### What to produce
Update these lines by changing "drop a dot" to "place a marker" everywhere it appears, leaving everything else the same.

Entries for pointing and labeling:
- - - - -

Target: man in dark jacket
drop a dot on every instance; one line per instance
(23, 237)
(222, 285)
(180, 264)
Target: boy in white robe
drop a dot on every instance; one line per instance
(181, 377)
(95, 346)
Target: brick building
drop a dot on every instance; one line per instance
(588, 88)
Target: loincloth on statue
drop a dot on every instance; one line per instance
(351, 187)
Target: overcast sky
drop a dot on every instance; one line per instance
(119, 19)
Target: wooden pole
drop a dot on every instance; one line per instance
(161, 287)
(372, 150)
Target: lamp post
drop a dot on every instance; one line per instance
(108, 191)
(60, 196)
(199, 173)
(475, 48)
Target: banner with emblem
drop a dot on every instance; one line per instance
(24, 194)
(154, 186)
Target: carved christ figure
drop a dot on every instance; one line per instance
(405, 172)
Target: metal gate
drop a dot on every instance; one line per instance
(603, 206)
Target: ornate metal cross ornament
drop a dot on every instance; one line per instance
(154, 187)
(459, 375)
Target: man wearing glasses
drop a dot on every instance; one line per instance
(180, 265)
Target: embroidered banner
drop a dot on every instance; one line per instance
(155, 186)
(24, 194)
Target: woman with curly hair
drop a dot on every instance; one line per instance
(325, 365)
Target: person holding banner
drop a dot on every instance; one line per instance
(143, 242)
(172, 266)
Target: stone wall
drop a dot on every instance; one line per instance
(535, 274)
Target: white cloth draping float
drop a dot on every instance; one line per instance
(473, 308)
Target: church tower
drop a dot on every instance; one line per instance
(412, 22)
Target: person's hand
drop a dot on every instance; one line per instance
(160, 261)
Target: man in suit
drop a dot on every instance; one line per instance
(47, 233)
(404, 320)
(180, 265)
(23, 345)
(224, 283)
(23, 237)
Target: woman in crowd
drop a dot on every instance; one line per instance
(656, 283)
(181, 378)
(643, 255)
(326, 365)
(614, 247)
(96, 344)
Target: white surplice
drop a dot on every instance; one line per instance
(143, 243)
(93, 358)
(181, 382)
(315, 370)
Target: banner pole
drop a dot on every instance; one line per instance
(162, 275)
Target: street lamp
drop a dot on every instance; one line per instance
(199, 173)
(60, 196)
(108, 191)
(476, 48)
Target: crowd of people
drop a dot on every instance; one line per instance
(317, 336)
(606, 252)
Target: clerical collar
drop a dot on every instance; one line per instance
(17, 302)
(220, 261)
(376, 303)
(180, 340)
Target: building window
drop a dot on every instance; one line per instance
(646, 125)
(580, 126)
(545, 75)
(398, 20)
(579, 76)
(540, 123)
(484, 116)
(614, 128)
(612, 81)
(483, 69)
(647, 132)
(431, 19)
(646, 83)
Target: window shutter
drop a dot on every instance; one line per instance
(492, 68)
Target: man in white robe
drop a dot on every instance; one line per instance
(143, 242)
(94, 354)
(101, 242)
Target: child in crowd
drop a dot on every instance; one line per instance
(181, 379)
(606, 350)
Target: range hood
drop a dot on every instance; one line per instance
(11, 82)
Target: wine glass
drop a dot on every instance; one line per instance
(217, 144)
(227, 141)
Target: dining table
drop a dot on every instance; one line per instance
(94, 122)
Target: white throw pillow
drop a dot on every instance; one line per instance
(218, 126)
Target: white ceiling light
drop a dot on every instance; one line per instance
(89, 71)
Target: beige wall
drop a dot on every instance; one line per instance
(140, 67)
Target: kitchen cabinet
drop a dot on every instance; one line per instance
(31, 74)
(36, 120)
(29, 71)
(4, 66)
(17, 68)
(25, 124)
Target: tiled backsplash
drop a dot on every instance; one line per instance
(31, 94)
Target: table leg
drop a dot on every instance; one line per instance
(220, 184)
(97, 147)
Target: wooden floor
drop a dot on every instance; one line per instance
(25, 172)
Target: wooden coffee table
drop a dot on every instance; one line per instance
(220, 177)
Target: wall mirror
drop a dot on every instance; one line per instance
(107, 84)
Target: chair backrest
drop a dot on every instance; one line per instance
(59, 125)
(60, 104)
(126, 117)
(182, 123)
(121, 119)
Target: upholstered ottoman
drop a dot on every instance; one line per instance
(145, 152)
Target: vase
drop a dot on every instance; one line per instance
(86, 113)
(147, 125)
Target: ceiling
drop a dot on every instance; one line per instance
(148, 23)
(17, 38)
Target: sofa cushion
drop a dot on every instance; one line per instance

- - - - -

### Full answer
Target: man in dark jacket
place a marker on every instance; one line per instance
(23, 237)
(222, 285)
(180, 264)
Target: boy in white robe
place a marker on every instance; one line per instance
(181, 377)
(95, 346)
Target: brick building
place a marker on every instance; one line per instance
(588, 88)
Target: loincloth on statue
place a marker on every instance; one line per instance
(351, 187)
Target: overcast sky
place a marker on every instance; one line per instance
(119, 19)
Target: wooden pole
place a marker on every instance; one line per instance
(161, 287)
(372, 150)
Target: lamp post
place a marker on every instance; one line per instance
(108, 191)
(60, 196)
(199, 173)
(475, 48)
Target: banner with emblem
place a marker on every instance; one line per instance
(24, 194)
(154, 186)
Target: carved christ figure
place a marker on every instance; one line per instance
(405, 172)
Target: metal gate
place a marker on every instance; one line per instance
(603, 206)
Target: ornate metal cross ornament
place a marker on every instance; one line per instance
(154, 187)
(459, 375)
Target: man wearing glasses
place a marker on every instance; one line per instance
(180, 265)
Target: embroidered banner
place a marker on every instance; one line per instance
(155, 186)
(24, 194)
Target: woman with curly hair
place a marker on every instance; one line per instance
(325, 365)
Target: person holding banner
place a marker on every instance; one line per instance
(143, 242)
(172, 266)
Target: stone wall
place a marker on every instance; one line per instance
(535, 274)
Target: white cloth draping float
place a marker on every instance; one line per instance
(473, 308)
Target: church tower
place a marker on every instance; one line per instance
(412, 22)
Target: person's hand
place a marker on every instance; one line per instance
(160, 261)
Target: man in suit
place a marker on every instance; one line per instance
(47, 233)
(404, 320)
(180, 265)
(23, 345)
(224, 283)
(23, 237)
Target: woman in crowd
place a marker on every instance; one line per instance
(656, 283)
(181, 378)
(643, 255)
(326, 365)
(614, 247)
(96, 344)
Target: white surplice
place a marker on every instance; one line per instance
(143, 243)
(93, 358)
(181, 382)
(315, 370)
Target: banner pole
place a marker on every instance; one line per instance
(162, 275)
Target: street lamp
place a marker on every instance; one line per instance
(199, 173)
(60, 196)
(108, 191)
(476, 48)
Target: crowd of people
place a marker on every instance; one line per instance
(317, 336)
(606, 252)
Target: clerical collar
place a marker on every instance; one line per instance
(17, 302)
(220, 261)
(376, 303)
(180, 340)
Target: building window
place a marker on every instance; one line per instance
(646, 125)
(580, 126)
(545, 75)
(398, 20)
(579, 76)
(540, 123)
(484, 116)
(614, 128)
(612, 81)
(483, 69)
(647, 132)
(431, 19)
(646, 83)
Target: window shutter
place a marker on every instance; one line per instance
(492, 68)
Target: man in white robe
place a marker on every instance; one line per instance
(143, 242)
(94, 354)
(101, 242)
Target: child in crowd
place a marker on every instance; one line per instance
(181, 379)
(606, 350)
Target: range hood
place a marker on every instance; one line per instance
(11, 82)
Target: wine glass
place a marker on every instance; one line per instance
(217, 144)
(227, 141)
Target: dining table
place a marker on every instance; one line per instance
(94, 122)
Target: white throw pillow
place a marker on every instance; one line per instance
(218, 126)
Target: white ceiling light
place a marker on every instance; one line per instance
(89, 71)
Target: beige wall
place a marker on every instance; one line per instance
(140, 67)
Target: kitchen cabinet
place a marker on every instance; one line per instance
(31, 74)
(36, 120)
(29, 71)
(4, 66)
(17, 68)
(25, 124)
Target: tiled backsplash
place a marker on every instance; one line per instance
(31, 94)
Target: table leg
place a marker on every instance; one line per instance
(220, 184)
(97, 147)
Target: wooden floor
place a marker on every instance; one line per instance
(25, 172)
Target: wooden coffee table
place a marker on every instance; one line per instance
(220, 177)
Target: wall mirror
place a marker on every instance; one line per instance
(107, 84)
Target: chair backrest
place a marker on every instance; one line per instance
(59, 125)
(60, 104)
(126, 117)
(182, 123)
(121, 119)
Target: upholstered ottoman
place a marker on every instance; one line per instance
(145, 152)
Target: vase
place a marker on every instance; one line per instance
(86, 113)
(147, 125)
Target: ceiling
place a marker on every instance; one line per instance
(148, 23)
(17, 38)
Target: sofa cushion
place a marker on every instance; one line per instance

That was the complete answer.